Copy out word for word every line from the one containing "calm water? Thanks so much for doing this." through the one containing "[160,147,200,153]", including both of those lines.

Records excerpted from a collection:
- - - - - - -

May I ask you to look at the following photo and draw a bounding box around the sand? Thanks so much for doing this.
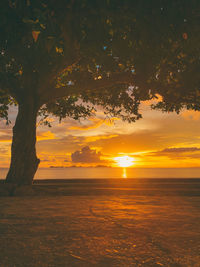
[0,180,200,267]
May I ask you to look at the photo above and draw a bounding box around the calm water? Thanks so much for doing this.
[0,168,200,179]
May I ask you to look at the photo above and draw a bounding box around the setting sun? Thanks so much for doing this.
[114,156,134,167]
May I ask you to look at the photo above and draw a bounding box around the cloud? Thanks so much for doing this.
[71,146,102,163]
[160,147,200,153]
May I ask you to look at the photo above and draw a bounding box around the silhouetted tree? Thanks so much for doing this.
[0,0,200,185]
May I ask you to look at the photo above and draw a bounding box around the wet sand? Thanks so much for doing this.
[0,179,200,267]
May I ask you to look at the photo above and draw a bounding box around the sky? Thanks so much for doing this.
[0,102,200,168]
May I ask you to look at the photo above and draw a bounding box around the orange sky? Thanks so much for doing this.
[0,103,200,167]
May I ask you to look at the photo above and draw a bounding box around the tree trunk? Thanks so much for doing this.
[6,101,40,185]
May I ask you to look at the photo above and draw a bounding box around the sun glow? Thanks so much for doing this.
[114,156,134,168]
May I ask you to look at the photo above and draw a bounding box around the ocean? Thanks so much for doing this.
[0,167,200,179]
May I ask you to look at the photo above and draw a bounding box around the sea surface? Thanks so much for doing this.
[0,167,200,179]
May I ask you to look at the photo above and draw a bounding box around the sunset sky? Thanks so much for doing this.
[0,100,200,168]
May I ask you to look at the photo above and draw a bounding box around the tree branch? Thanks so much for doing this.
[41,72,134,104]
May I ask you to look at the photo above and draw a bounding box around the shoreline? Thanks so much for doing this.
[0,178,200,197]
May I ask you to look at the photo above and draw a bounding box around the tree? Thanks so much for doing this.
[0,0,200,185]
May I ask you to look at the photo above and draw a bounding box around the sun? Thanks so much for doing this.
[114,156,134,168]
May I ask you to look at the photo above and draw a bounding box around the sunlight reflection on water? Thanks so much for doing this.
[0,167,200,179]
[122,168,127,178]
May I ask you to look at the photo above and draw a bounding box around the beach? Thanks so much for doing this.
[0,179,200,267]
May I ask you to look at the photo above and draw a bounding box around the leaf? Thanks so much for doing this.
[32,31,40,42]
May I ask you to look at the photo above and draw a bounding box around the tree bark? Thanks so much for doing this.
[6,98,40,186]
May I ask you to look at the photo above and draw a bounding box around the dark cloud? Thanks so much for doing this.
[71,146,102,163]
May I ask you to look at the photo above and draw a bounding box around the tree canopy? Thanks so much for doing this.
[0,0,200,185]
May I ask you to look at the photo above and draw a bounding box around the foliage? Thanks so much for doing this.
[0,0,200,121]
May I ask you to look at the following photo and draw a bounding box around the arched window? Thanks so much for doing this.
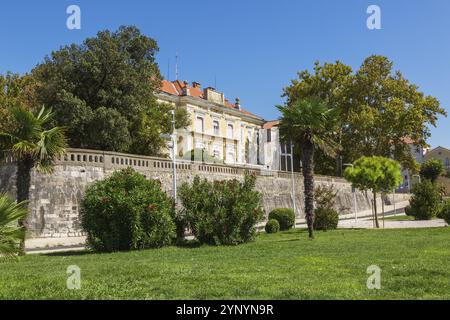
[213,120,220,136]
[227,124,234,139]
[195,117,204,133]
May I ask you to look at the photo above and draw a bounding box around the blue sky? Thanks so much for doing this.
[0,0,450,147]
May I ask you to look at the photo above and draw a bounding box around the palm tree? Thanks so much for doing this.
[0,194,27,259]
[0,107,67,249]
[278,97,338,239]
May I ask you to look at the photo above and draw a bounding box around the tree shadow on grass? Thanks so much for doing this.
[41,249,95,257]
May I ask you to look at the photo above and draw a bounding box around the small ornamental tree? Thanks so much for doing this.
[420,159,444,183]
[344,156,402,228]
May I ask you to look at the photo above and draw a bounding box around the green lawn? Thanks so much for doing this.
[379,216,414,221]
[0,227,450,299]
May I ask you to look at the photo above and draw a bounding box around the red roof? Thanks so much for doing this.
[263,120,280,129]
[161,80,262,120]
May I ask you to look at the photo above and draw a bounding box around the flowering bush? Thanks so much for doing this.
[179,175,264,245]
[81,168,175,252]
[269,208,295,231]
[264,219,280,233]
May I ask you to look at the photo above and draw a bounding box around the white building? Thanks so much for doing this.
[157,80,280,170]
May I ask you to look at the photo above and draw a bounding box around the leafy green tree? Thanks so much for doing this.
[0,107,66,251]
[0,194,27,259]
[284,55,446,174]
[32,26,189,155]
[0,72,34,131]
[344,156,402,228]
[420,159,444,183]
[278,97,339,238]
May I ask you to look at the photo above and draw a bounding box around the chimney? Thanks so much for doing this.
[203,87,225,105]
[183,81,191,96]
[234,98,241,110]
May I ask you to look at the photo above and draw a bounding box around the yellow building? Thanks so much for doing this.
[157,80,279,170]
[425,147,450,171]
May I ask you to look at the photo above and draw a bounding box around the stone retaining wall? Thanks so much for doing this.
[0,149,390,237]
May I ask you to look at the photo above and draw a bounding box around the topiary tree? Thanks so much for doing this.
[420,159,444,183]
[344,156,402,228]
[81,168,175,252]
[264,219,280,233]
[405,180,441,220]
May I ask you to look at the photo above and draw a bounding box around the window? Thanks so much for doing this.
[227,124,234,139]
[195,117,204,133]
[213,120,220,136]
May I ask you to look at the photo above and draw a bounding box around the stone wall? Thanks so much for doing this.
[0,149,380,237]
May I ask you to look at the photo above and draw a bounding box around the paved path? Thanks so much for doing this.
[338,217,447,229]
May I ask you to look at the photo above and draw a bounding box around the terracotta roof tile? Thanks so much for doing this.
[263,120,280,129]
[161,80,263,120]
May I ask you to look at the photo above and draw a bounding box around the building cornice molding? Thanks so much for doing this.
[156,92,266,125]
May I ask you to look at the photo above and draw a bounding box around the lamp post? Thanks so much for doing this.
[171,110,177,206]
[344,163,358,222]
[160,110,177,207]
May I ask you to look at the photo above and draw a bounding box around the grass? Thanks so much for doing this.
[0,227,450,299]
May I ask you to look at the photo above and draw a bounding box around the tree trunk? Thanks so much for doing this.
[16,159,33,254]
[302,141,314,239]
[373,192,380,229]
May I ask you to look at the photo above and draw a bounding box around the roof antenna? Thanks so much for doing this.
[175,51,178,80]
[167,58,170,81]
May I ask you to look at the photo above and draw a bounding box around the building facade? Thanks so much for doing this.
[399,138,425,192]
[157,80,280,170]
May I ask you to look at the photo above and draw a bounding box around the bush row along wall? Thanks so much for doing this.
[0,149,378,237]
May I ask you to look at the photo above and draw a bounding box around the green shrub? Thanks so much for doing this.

- - - - - - -

**Completed task**:
May I ask you to look at the photo above and draw a bounding box around the calm water? Thanks so much for doing this.
[0,168,200,179]
May I ask you to look at the photo above and draw a bounding box around the setting sun? Thanks so much for doing this.
[114,156,134,167]
May I ask you to look at the photo above and draw a bounding box around the cloud? Thanks so much for doing this.
[71,146,102,163]
[160,147,200,153]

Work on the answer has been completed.